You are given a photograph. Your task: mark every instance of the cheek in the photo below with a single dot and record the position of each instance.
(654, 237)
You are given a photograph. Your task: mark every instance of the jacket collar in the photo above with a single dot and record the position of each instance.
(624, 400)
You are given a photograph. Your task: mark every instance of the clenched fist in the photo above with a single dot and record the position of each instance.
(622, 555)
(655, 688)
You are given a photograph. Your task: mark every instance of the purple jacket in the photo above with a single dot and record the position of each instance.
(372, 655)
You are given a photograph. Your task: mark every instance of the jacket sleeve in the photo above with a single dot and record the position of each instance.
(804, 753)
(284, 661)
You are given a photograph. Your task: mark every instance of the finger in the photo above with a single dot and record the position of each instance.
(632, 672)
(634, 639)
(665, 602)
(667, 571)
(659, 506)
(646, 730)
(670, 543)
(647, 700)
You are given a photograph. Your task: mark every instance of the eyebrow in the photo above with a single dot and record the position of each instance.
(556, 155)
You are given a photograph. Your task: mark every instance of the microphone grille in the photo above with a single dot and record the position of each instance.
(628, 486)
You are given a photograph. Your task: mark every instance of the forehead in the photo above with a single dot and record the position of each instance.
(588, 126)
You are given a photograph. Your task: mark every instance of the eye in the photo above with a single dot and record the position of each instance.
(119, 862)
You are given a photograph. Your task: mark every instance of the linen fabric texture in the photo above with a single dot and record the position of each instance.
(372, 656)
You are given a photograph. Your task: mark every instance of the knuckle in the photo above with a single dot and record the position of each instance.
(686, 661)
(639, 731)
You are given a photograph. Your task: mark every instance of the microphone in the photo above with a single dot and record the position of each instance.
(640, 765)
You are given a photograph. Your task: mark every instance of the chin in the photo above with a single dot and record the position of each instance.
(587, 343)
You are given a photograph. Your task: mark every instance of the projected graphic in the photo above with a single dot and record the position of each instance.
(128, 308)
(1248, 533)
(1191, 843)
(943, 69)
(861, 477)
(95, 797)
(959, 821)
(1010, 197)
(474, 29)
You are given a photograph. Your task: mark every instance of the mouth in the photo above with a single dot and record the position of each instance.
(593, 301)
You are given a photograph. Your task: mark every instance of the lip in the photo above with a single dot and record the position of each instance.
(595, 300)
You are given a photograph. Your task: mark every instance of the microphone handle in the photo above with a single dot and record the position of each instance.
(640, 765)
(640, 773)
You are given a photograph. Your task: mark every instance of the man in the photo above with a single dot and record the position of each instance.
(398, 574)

▶ _WORK TO COMPLETE_
Output every line from the records, exactly as written.

▶ _EXERCISE SOLUTION_
You are given a photograph. Your task: mark every instance of the cheek in the photo below with a single dot and record the position of each instance.
(654, 237)
You are given a photograph. Your task: mark every instance of the jacket collar in the photo above with a single dot and record the position of each instance.
(624, 400)
You are given a photograph. Your task: mark every instance of the clenched fist in the photo above with a single dot and record the position of each instance.
(622, 555)
(655, 688)
You are given a photograph. Your task: mark every instance of the purple jacket in the photo above with a single dot and record the position of each instance.
(372, 655)
You are given a photograph. Your task: mark every instance of the jacket sleeve in the photo above with a single dot and record the position of each instance.
(804, 753)
(284, 661)
You are given a photograph. Your task: mark every instance of the finger in the photo above with a single dot and record the position of each instance.
(632, 672)
(634, 639)
(665, 602)
(667, 571)
(659, 506)
(646, 730)
(670, 543)
(647, 700)
You are given a photograph. Your task: mark every instance of the eyebrow in the photo above with a single dot and record the position of each instance.
(556, 155)
You are given a photograph. Your task: mark every instance of the microphone grille in the photo above with a single dot and record the position of each instance.
(628, 486)
You are given a photograph. Your task: mark every instance of the forehead in the photo above with a single dot and record the position of each instance.
(588, 126)
You are given a photograph. Your task: mark every instance of the eye in the photo above with a single dot and record the position of each instance.
(119, 862)
You are given a photograph. Your task: mark every instance of the linen fabric texture in the photo above with a single dot and record the position of each instance.
(372, 656)
You are given a photograph. Your task: mark every instance of the knuckle in the photo above with a single dot and record the position of each instance.
(686, 661)
(639, 731)
You are given a photograph. Your task: mark every instance of the microphone in the photo above with a single dot and record the position of each instance.
(640, 765)
You are given a photograph. Your task: mark every instance of the chin in the photo above with a single dot and record the position of each instance.
(587, 343)
You are given a photograph. Your task: mark every instance of the projected graphic in the photo above with a single dot and record the position of each instance.
(128, 308)
(1248, 533)
(1191, 843)
(943, 69)
(861, 477)
(95, 797)
(959, 821)
(1010, 197)
(474, 29)
You are given a photograph. Your task: mark every instance of the mouth in the photo above with a single dot and record the position of each instance.
(593, 301)
You are given a photograph. Your task: mark every instance of the lip in the photo above with a single dot and record the position of each instance.
(595, 300)
You are given a photograph. Your task: mark every instance of the microphone handle in the photo above with a single dot and record the position of each instance.
(640, 765)
(640, 773)
You are given a photograph. Your task: mark every instance of the man in the photo above with a single dot and record the position of each instance.
(398, 574)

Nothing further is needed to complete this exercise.